*Exercise:*
Copy out the records word for word, starting at the first line and stopping after the line that contains "55, 153, 109]]". Leave the pictures out of your answer.

[Dataset entries]
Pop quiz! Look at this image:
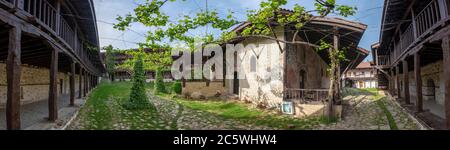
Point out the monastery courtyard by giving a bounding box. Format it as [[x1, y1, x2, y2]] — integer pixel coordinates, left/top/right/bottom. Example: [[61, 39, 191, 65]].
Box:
[[61, 82, 421, 130]]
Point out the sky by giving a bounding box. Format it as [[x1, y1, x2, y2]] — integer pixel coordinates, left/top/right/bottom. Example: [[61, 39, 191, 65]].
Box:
[[93, 0, 384, 61]]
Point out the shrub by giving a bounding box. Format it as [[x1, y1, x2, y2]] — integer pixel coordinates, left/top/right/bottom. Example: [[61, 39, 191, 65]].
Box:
[[155, 68, 167, 94], [172, 81, 183, 94], [125, 55, 153, 109]]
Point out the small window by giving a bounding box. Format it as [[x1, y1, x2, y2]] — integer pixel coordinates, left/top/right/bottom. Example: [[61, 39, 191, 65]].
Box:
[[250, 56, 256, 72]]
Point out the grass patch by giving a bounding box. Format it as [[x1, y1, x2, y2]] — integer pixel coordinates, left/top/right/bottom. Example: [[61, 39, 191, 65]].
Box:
[[353, 89, 398, 130], [376, 98, 398, 130], [76, 82, 166, 130], [157, 94, 336, 130]]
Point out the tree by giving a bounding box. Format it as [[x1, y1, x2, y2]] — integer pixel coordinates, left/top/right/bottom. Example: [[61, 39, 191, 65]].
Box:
[[125, 55, 153, 109], [103, 45, 116, 81], [115, 0, 356, 118]]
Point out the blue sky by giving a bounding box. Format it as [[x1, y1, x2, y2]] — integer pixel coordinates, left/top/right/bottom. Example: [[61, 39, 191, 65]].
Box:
[[94, 0, 384, 60]]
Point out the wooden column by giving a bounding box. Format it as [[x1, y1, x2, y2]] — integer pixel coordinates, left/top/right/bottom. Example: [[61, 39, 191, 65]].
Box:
[[48, 49, 58, 121], [389, 68, 395, 96], [70, 62, 75, 106], [395, 66, 402, 98], [55, 0, 61, 35], [414, 53, 423, 112], [78, 65, 83, 98], [403, 58, 411, 104], [6, 28, 22, 130], [83, 70, 87, 97], [442, 36, 450, 129]]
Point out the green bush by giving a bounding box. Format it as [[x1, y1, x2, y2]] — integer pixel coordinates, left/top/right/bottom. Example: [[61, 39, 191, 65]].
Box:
[[125, 55, 153, 109], [155, 69, 167, 94], [172, 81, 183, 94]]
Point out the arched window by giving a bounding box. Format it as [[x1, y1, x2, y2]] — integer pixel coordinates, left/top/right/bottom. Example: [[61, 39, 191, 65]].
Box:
[[300, 70, 307, 89], [250, 56, 256, 72], [423, 79, 436, 101]]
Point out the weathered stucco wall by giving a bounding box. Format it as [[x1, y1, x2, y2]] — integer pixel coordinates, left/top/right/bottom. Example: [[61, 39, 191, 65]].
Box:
[[0, 63, 79, 108], [400, 60, 445, 118], [287, 41, 330, 89], [227, 28, 285, 107], [182, 82, 227, 98]]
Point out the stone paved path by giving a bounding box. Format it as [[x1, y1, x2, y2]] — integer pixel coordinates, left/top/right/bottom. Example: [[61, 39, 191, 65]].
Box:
[[319, 89, 419, 130]]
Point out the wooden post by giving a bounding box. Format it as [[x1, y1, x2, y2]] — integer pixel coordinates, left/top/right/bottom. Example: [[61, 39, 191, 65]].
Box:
[[83, 70, 87, 97], [56, 0, 62, 35], [403, 58, 411, 104], [442, 36, 450, 129], [70, 62, 75, 106], [395, 66, 402, 98], [389, 68, 395, 96], [6, 27, 22, 130], [410, 7, 419, 39], [414, 52, 423, 112], [15, 0, 25, 9], [48, 49, 58, 121], [78, 67, 83, 98], [438, 0, 449, 18]]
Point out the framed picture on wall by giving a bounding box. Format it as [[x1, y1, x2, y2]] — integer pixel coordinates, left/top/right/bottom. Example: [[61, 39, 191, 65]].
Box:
[[281, 102, 294, 115]]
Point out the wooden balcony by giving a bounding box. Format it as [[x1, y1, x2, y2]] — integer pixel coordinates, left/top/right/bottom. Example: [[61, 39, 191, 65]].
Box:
[[284, 88, 329, 104], [376, 55, 391, 67], [383, 0, 450, 64], [0, 0, 101, 74]]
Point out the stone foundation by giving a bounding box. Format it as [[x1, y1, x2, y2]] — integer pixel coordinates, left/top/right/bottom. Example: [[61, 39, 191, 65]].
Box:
[[182, 82, 227, 98], [0, 63, 79, 109], [400, 60, 445, 118]]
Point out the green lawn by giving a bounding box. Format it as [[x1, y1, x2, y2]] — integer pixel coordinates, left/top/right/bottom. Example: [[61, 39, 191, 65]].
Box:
[[73, 82, 334, 130], [158, 88, 336, 129], [73, 82, 167, 130], [347, 88, 398, 130]]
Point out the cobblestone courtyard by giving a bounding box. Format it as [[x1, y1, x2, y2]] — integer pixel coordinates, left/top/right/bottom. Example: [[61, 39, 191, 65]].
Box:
[[68, 81, 419, 130], [319, 89, 419, 130]]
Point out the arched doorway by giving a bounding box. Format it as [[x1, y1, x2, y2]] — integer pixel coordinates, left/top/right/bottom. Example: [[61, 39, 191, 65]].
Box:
[[299, 70, 307, 89], [423, 79, 436, 103]]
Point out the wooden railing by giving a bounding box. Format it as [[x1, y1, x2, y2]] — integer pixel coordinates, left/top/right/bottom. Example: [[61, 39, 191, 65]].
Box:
[[390, 0, 450, 63], [414, 0, 446, 37], [0, 0, 100, 73], [284, 88, 329, 104], [377, 55, 390, 66]]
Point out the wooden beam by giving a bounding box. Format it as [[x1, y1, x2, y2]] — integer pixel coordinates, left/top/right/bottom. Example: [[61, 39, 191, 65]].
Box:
[[403, 59, 411, 104], [414, 53, 423, 112], [389, 68, 395, 96], [70, 62, 76, 106], [442, 36, 450, 129], [78, 67, 83, 98], [83, 70, 87, 97], [395, 66, 402, 98], [6, 27, 22, 130], [48, 49, 58, 121]]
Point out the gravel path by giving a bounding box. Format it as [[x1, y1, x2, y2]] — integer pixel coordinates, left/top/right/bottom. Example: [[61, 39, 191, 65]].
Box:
[[319, 89, 419, 130]]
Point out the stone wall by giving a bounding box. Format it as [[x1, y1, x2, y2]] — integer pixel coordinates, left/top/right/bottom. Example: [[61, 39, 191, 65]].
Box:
[[0, 63, 79, 108], [400, 60, 445, 118], [226, 27, 285, 108], [182, 82, 227, 98], [286, 38, 330, 89]]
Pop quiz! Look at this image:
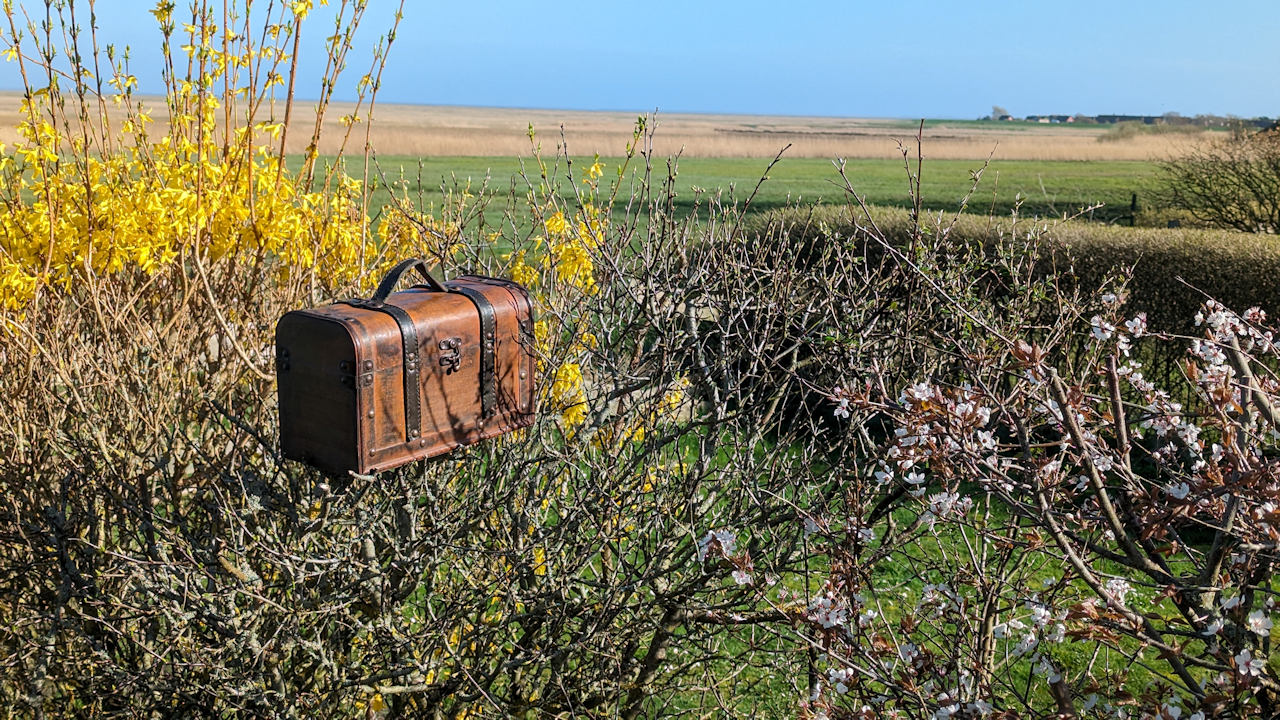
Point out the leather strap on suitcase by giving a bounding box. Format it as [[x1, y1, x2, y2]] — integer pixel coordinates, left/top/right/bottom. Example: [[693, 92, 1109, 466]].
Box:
[[340, 258, 498, 442]]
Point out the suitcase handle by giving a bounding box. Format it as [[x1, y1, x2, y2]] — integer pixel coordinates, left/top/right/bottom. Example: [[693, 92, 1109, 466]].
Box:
[[365, 258, 449, 307]]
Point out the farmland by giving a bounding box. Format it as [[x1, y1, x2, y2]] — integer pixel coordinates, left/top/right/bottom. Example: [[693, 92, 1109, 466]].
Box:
[[374, 156, 1156, 224]]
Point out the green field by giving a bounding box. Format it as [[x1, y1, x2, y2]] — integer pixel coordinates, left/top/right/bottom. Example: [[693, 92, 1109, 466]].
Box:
[[348, 156, 1156, 224]]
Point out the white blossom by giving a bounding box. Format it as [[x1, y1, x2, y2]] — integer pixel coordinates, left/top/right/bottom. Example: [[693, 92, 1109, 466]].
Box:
[[1247, 610, 1271, 637], [1105, 578, 1133, 605], [1235, 648, 1267, 678], [698, 530, 737, 562]]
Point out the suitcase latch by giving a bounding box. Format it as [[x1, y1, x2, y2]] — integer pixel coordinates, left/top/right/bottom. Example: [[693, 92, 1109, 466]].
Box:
[[440, 337, 462, 375], [338, 360, 374, 388]]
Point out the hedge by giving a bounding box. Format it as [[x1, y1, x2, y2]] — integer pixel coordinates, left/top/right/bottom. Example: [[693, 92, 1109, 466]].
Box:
[[751, 206, 1280, 333]]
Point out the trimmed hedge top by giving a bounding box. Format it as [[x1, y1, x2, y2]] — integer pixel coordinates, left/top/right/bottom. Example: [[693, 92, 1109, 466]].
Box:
[[751, 206, 1280, 334]]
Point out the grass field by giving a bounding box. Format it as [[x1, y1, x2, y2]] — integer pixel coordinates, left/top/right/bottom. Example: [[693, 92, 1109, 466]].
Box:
[[358, 156, 1156, 224]]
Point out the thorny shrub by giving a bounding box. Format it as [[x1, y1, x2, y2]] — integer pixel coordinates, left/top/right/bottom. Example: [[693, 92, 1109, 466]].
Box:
[[724, 226, 1280, 707], [0, 1, 1275, 717]]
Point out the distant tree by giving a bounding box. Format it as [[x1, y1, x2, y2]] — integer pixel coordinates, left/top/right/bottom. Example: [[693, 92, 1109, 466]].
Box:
[[1160, 127, 1280, 234]]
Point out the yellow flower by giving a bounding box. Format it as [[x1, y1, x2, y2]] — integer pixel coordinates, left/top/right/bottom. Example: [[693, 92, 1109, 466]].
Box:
[[544, 210, 568, 234]]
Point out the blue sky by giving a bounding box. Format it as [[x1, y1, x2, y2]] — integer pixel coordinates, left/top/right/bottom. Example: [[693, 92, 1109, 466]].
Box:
[[0, 0, 1280, 118]]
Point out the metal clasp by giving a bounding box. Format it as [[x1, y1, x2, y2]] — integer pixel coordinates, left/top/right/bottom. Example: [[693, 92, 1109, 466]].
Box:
[[440, 337, 462, 375]]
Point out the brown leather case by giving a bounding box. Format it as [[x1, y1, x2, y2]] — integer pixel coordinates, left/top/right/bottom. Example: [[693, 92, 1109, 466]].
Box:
[[275, 260, 536, 474]]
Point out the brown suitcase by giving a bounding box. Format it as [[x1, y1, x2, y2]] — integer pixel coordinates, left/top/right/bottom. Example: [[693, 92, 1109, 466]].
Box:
[[275, 254, 535, 475]]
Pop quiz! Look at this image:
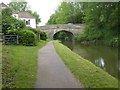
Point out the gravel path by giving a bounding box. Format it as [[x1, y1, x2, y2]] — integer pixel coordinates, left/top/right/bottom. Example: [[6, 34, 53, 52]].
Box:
[[35, 42, 82, 88]]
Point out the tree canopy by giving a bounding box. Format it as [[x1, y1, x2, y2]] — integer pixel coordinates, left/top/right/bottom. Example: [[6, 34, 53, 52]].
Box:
[[1, 8, 25, 34], [47, 2, 83, 24], [8, 0, 41, 24]]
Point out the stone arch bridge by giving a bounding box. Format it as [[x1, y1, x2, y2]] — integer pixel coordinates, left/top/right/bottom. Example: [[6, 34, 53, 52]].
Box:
[[39, 24, 84, 38]]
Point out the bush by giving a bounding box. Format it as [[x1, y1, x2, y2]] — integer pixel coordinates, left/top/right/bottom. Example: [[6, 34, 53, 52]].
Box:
[[6, 29, 18, 35], [40, 31, 47, 40], [36, 28, 48, 40], [18, 30, 37, 46], [110, 37, 119, 47]]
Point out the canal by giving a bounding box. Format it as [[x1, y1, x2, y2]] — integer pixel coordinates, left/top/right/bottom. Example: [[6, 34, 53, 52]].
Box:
[[63, 42, 120, 79]]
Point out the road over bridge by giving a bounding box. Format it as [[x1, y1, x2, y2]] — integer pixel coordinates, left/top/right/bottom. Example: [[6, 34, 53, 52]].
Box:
[[39, 24, 84, 38]]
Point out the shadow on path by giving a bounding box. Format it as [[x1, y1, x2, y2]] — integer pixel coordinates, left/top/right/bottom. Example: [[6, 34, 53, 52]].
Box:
[[35, 42, 82, 88]]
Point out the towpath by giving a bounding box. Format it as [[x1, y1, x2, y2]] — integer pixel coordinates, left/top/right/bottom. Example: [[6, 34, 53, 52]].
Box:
[[35, 42, 82, 88]]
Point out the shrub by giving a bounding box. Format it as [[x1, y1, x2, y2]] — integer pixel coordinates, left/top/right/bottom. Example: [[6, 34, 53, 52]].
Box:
[[6, 29, 18, 35], [40, 30, 47, 40], [110, 37, 119, 47], [19, 30, 37, 46], [36, 28, 48, 40]]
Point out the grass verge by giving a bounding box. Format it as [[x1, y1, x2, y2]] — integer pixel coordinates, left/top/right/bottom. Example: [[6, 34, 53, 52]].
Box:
[[54, 41, 118, 88], [2, 41, 47, 88]]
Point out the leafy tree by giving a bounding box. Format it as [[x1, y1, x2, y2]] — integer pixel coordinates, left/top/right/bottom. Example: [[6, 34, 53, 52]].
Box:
[[27, 10, 41, 24], [8, 0, 41, 24], [47, 2, 83, 24], [8, 0, 29, 12], [2, 8, 25, 34]]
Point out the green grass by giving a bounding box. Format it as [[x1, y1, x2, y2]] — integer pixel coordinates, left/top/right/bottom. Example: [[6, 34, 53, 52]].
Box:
[[2, 41, 47, 88], [54, 41, 118, 88]]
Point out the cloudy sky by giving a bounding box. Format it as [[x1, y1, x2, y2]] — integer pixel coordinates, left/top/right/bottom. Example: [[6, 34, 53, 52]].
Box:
[[0, 0, 62, 25]]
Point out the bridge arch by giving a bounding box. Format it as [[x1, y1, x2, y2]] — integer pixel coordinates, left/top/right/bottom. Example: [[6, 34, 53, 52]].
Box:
[[53, 30, 74, 41]]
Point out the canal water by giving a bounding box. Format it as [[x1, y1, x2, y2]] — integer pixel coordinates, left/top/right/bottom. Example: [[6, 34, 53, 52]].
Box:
[[63, 42, 120, 79]]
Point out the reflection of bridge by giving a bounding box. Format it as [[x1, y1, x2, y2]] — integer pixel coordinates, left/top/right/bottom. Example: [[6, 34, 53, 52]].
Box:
[[40, 24, 84, 38]]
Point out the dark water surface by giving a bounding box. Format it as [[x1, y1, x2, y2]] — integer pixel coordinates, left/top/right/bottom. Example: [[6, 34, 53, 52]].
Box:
[[63, 42, 120, 78]]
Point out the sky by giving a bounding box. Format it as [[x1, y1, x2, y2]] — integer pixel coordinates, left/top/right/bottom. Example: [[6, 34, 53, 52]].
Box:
[[0, 0, 62, 26]]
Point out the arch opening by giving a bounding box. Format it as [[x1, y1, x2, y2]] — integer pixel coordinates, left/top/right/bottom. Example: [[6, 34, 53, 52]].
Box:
[[53, 30, 74, 41]]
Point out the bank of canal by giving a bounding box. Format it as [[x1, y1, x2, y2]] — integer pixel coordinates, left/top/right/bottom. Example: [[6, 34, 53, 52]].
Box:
[[63, 42, 120, 78]]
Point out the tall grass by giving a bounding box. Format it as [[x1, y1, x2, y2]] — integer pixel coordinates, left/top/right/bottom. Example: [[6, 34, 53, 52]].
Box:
[[2, 41, 47, 88]]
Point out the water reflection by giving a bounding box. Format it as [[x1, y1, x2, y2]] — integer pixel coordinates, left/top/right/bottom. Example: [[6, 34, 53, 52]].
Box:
[[95, 57, 105, 69], [63, 42, 120, 78]]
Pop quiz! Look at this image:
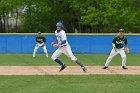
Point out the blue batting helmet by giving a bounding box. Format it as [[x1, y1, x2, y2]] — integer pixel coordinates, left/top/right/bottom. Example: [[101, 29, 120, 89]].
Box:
[[56, 22, 63, 27], [38, 31, 41, 34]]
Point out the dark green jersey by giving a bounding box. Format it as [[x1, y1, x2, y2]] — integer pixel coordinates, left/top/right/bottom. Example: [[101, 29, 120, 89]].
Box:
[[36, 36, 46, 43], [112, 36, 128, 49]]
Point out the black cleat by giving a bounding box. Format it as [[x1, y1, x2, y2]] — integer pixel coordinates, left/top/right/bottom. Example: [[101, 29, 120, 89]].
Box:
[[122, 66, 128, 69], [82, 67, 87, 72], [103, 66, 108, 69], [59, 64, 66, 72]]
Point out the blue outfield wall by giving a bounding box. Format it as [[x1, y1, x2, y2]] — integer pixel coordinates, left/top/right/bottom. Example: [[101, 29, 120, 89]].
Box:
[[0, 35, 140, 53]]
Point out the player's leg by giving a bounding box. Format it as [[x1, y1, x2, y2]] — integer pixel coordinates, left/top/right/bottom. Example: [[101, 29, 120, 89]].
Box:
[[103, 48, 118, 69], [42, 46, 49, 58], [51, 48, 66, 72], [64, 45, 87, 72], [33, 45, 39, 57], [119, 49, 127, 69]]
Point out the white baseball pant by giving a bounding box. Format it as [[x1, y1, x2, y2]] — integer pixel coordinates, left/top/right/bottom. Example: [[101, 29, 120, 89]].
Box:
[[51, 45, 77, 62], [105, 48, 126, 66]]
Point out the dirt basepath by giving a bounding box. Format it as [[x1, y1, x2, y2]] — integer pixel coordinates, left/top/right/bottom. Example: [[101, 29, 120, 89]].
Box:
[[0, 66, 140, 75]]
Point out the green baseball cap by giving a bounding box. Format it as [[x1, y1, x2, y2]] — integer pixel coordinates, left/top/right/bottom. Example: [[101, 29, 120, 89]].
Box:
[[38, 31, 41, 34]]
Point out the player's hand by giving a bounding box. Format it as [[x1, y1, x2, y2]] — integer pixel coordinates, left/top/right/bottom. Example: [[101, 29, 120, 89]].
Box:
[[36, 43, 38, 47], [114, 48, 117, 52], [42, 44, 45, 47], [53, 44, 59, 47], [124, 47, 130, 53], [51, 42, 54, 46]]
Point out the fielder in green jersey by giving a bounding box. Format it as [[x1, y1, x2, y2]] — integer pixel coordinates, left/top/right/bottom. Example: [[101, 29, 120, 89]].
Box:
[[103, 29, 129, 69], [33, 32, 48, 58]]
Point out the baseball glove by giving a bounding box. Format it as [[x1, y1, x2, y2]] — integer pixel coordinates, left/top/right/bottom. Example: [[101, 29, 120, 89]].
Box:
[[124, 48, 130, 53]]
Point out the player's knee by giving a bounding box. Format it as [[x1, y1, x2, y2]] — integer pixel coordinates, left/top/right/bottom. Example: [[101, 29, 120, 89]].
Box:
[[51, 55, 56, 60], [71, 57, 77, 62], [122, 55, 126, 59]]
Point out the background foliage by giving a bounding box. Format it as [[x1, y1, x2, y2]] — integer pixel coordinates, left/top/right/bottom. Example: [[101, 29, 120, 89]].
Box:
[[0, 0, 140, 33]]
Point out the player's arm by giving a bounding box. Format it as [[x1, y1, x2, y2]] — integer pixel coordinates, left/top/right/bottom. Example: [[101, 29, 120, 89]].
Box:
[[35, 37, 38, 46], [125, 39, 129, 53], [51, 39, 57, 46], [112, 37, 117, 52], [58, 32, 67, 46], [43, 37, 46, 43]]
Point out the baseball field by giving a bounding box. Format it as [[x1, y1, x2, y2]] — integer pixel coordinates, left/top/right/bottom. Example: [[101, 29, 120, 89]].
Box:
[[0, 54, 140, 93]]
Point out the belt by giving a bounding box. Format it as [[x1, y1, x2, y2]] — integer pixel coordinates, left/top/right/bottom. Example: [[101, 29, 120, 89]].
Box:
[[61, 45, 67, 47]]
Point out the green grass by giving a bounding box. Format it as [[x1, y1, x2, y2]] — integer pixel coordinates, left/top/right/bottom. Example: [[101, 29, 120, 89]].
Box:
[[0, 75, 140, 93], [0, 54, 140, 66]]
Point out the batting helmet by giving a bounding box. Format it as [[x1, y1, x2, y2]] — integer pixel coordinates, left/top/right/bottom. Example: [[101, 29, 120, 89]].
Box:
[[119, 29, 124, 32], [56, 22, 63, 27]]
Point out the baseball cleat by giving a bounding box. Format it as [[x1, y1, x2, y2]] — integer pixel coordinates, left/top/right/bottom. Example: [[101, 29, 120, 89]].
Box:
[[59, 64, 66, 72], [122, 66, 128, 69], [103, 66, 108, 69], [46, 55, 49, 58], [82, 67, 87, 72]]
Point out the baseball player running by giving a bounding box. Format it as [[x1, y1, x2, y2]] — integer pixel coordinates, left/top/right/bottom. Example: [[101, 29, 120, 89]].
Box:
[[33, 32, 48, 58], [51, 22, 87, 72], [103, 29, 129, 69]]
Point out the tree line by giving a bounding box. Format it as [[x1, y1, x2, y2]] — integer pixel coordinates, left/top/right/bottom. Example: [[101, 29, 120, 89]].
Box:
[[0, 0, 140, 33]]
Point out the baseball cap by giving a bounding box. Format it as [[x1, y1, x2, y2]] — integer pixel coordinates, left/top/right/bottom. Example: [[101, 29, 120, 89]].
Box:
[[119, 29, 124, 32], [38, 31, 41, 34]]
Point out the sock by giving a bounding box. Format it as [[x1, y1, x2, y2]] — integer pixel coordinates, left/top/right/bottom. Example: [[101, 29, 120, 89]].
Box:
[[75, 60, 84, 67], [54, 59, 64, 66]]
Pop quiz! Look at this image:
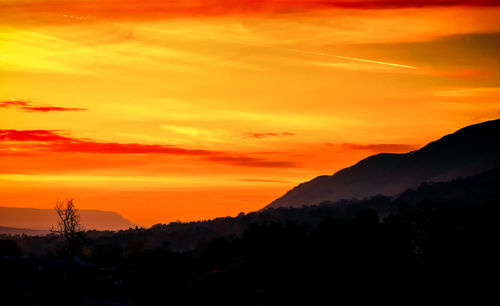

*Solution for this exercise:*
Pop quiz! Look at this image:
Point out the monastery courtyard by giving a bounding box. Format it as [[x1, y1, x2, y2]] — integer pixel coordinates, left/top/right/bottom. Example: [[61, 39, 191, 65]].
Box:
[[61, 82, 421, 130]]
Point out the sky by giving a bounding box. Format it as [[x1, y1, x2, y2]] — integer pixel coordinates, left/top/right/bottom. Example: [[61, 39, 191, 65]].
Box:
[[93, 0, 384, 61]]
Point out the shrub by giving a bounding box. Format it as [[x1, y1, x2, y2]] — integer pixel coordinates, left/top/right/bottom. Example: [[61, 39, 191, 65]].
Box:
[[155, 68, 167, 94], [172, 81, 183, 94], [125, 55, 153, 109]]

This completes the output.